Copy out the listing below word for word, leaving out the pictures.
+++ Provided entries
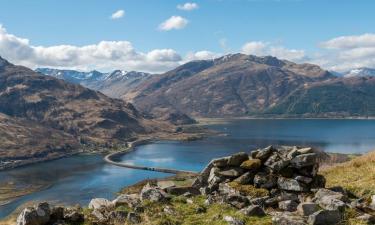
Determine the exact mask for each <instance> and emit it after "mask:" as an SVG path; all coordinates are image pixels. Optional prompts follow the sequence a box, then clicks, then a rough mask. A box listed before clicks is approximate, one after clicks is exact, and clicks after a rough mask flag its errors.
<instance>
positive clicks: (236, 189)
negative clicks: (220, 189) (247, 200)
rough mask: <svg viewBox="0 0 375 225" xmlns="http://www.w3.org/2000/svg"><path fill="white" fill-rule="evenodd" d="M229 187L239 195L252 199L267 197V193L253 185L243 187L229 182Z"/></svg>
mask: <svg viewBox="0 0 375 225" xmlns="http://www.w3.org/2000/svg"><path fill="white" fill-rule="evenodd" d="M229 186H230V187H231V188H233V189H235V190H237V191H238V192H240V193H241V194H244V195H248V196H251V197H253V198H258V197H264V196H268V195H269V191H268V190H267V189H264V188H256V187H254V186H253V185H247V184H246V185H243V184H239V183H237V182H235V181H233V182H230V183H229Z"/></svg>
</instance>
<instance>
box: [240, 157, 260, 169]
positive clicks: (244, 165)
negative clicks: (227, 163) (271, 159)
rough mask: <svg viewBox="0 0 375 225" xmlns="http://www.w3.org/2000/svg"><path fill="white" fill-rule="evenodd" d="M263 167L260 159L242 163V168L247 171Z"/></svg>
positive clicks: (256, 159)
mask: <svg viewBox="0 0 375 225" xmlns="http://www.w3.org/2000/svg"><path fill="white" fill-rule="evenodd" d="M261 165H262V162H261V161H260V160H259V159H248V160H246V161H244V162H242V163H241V165H240V167H241V168H242V169H245V170H257V169H259V167H260V166H261Z"/></svg>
++++++
▸ Task answer:
Determine the exact mask for each <instance> and emit it after "mask:" as an SVG path; all coordinates are image pixels. Optional prompts follow the sequence a box, then clicks, then a rough mask. A box listed before clicks is approximate, one after clicks is exact, and clicks after a rough mask flag its errors.
<instance>
positive clicks: (236, 189)
negative clicks: (220, 189) (247, 200)
rough mask: <svg viewBox="0 0 375 225" xmlns="http://www.w3.org/2000/svg"><path fill="white" fill-rule="evenodd" d="M229 187L239 195L252 199L267 197V193L253 185L243 187L229 182Z"/></svg>
mask: <svg viewBox="0 0 375 225" xmlns="http://www.w3.org/2000/svg"><path fill="white" fill-rule="evenodd" d="M229 186H230V187H231V188H233V189H235V190H237V191H238V192H240V193H241V194H244V195H248V196H251V197H253V198H258V197H264V196H268V195H269V191H268V190H267V189H264V188H256V187H254V186H253V185H247V184H246V185H243V184H239V183H237V182H235V181H233V182H230V183H229Z"/></svg>
</instance>
<instance>
box: [240, 157, 260, 169]
positive clicks: (244, 165)
negative clicks: (227, 163) (271, 159)
rough mask: <svg viewBox="0 0 375 225" xmlns="http://www.w3.org/2000/svg"><path fill="white" fill-rule="evenodd" d="M263 167L260 159L242 163V168L247 171Z"/></svg>
positive clicks: (256, 159)
mask: <svg viewBox="0 0 375 225" xmlns="http://www.w3.org/2000/svg"><path fill="white" fill-rule="evenodd" d="M261 165H262V162H261V161H260V160H259V159H248V160H246V161H244V162H242V163H241V165H240V167H241V168H242V169H245V170H257V169H259V167H260V166H261Z"/></svg>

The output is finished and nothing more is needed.